Set exercise: Rescale the data, beginning at the line that contains "of the grass" and running through the end of the data. Write every one of those lines out again, changing only the coordinate values in the answers, each multiplied by 1.45 and rounded to a whole number with halves rounded up.

---------- Excerpted data

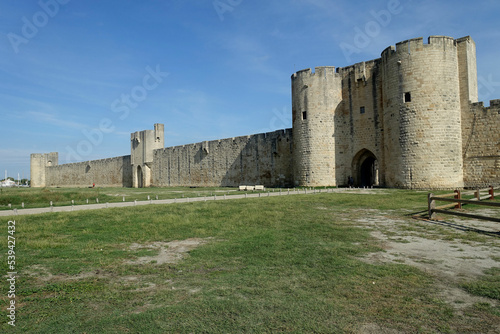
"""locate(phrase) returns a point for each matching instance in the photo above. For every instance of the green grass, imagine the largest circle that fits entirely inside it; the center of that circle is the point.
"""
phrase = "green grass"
(287, 264)
(41, 197)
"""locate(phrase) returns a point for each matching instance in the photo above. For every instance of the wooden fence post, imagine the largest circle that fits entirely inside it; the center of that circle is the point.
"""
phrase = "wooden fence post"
(431, 204)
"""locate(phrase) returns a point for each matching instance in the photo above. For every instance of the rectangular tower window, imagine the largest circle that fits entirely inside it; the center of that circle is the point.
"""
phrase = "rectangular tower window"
(407, 97)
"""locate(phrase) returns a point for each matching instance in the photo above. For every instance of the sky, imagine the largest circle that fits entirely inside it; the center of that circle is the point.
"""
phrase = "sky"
(77, 77)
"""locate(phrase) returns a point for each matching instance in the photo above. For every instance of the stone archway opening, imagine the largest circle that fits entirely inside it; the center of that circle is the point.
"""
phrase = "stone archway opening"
(365, 169)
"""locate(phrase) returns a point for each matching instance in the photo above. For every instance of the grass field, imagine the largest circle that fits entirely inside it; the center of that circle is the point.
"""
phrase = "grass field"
(42, 197)
(279, 264)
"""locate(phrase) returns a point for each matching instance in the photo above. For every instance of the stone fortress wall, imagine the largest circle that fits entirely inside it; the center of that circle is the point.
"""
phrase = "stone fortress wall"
(264, 158)
(111, 172)
(409, 119)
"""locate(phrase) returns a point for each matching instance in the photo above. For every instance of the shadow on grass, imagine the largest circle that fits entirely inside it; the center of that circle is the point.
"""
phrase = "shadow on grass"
(456, 226)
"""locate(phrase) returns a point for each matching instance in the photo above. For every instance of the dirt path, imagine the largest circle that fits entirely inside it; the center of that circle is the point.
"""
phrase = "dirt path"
(452, 251)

--------------------

Response below:
"""locate(phrase) returns a point for each matching instance in the photo above. For every instance of the grass field, imagine the largest circle that fits entirely inside it; the center of that circle is the point.
"""
phrase = "grass field"
(61, 286)
(405, 383)
"""locate(phrase) returns a point for each matching instance in the photo above. For every instance of the stone fortress wall, imagine the largest circle that fits entirely inside it; the center of that circle is the point.
"""
phrase = "stone fortress wall"
(383, 229)
(161, 249)
(593, 173)
"""locate(phrase) returns a point for each matching instance in the photo above. For every instance of the shadow on grass, imagine the largest circle that fits entirely inside it; the center of that circle is the point.
"""
phrase = "shadow on grass"
(661, 328)
"""locate(phrase) returns a point for each matching instance in the photo above. For every instance of the dirt path, imagine the largest circle that fits entirely inside it; the center of that circle is the point.
"""
phrase = "dirt path"
(655, 364)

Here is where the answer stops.